* [Activity]: Work through the entries that follow and state how many lines contain the word "track". Only the number is wanted.

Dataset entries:
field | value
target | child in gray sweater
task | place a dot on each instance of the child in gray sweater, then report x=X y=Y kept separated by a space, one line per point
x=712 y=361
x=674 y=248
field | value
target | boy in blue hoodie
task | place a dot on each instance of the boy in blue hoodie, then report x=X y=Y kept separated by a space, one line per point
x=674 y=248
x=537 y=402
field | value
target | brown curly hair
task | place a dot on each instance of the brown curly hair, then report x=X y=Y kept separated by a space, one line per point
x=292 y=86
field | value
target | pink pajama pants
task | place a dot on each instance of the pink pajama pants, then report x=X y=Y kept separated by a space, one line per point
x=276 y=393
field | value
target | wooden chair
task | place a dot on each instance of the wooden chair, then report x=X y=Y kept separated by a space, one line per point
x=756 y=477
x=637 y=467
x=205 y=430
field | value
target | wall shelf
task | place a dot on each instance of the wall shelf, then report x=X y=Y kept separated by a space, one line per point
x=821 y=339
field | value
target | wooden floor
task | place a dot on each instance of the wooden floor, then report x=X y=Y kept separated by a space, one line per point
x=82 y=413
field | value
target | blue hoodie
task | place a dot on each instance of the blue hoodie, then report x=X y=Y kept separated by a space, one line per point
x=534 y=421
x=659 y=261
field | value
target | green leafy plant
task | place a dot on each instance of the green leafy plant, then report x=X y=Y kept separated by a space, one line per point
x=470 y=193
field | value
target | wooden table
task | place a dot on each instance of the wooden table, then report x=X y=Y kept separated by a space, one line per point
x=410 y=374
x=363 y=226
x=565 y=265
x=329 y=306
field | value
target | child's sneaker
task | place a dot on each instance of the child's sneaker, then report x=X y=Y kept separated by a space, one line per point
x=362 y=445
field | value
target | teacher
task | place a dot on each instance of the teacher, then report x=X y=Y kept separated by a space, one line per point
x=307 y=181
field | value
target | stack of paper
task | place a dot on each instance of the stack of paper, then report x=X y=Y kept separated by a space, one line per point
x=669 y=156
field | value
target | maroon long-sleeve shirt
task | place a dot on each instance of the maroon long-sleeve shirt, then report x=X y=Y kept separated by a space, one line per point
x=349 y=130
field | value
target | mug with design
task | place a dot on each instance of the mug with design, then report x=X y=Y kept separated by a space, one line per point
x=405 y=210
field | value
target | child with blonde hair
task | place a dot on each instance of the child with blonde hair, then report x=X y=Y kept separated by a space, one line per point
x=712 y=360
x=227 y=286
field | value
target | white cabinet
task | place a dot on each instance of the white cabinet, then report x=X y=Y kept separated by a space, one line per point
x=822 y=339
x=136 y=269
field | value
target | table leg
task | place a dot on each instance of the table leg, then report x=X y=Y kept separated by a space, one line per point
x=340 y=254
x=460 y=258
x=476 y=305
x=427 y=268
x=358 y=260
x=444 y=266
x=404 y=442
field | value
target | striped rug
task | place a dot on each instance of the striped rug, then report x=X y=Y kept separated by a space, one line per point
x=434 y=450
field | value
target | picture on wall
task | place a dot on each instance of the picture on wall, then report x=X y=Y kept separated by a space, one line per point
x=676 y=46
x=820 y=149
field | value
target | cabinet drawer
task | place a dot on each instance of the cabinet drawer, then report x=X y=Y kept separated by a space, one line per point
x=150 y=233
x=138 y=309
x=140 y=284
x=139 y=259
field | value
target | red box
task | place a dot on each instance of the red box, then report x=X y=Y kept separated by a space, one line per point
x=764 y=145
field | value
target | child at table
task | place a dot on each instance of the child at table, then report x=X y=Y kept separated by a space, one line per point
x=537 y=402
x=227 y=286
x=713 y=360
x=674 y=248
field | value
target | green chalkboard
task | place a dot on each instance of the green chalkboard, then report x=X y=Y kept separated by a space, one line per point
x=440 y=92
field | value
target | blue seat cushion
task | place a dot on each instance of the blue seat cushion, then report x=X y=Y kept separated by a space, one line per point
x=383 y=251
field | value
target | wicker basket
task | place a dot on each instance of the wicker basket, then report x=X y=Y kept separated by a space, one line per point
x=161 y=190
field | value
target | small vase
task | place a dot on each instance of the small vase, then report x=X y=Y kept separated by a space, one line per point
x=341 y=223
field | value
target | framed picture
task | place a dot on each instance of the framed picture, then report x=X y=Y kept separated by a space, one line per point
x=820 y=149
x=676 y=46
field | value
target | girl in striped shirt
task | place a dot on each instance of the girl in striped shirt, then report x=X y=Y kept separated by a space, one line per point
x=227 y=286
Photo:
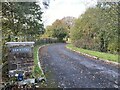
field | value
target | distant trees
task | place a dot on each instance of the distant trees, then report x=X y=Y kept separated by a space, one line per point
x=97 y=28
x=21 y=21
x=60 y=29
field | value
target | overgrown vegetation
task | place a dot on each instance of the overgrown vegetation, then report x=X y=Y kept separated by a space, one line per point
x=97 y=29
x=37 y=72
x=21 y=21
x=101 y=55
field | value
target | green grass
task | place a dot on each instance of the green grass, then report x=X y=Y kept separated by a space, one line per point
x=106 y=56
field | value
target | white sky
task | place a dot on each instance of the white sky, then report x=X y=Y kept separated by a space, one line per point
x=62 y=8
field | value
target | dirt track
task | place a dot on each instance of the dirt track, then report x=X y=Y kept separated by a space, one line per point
* * *
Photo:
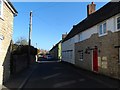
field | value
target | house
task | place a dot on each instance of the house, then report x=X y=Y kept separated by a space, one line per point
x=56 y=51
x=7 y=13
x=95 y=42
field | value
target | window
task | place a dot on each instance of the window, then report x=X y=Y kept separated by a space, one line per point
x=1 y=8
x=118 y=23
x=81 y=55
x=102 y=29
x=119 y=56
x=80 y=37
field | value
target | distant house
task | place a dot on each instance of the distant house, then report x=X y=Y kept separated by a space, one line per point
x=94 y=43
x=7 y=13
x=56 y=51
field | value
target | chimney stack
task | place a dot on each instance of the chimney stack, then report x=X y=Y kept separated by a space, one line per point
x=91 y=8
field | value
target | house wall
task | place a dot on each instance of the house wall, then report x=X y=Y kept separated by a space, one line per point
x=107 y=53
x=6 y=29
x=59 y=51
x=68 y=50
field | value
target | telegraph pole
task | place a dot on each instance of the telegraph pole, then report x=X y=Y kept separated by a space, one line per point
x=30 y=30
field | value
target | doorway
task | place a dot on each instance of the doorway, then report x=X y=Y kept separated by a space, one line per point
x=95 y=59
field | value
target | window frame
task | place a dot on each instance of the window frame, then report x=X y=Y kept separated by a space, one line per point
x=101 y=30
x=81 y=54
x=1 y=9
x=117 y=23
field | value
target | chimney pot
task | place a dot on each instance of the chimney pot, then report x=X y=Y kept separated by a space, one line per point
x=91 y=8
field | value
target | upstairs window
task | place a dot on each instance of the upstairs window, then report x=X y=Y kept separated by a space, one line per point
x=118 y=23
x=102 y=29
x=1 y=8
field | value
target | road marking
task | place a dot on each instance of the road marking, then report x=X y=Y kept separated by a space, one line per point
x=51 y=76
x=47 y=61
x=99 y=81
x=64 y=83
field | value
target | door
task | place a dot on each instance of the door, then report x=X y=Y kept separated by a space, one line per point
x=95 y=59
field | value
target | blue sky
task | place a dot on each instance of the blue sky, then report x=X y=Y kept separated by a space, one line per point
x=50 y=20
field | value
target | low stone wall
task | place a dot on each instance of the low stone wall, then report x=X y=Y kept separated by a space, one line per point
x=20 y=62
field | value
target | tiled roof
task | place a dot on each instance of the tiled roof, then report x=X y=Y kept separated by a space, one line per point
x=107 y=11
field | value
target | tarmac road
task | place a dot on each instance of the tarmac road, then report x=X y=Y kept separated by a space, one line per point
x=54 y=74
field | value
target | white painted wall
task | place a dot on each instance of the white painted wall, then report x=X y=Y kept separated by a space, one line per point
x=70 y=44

* [Response box]: 2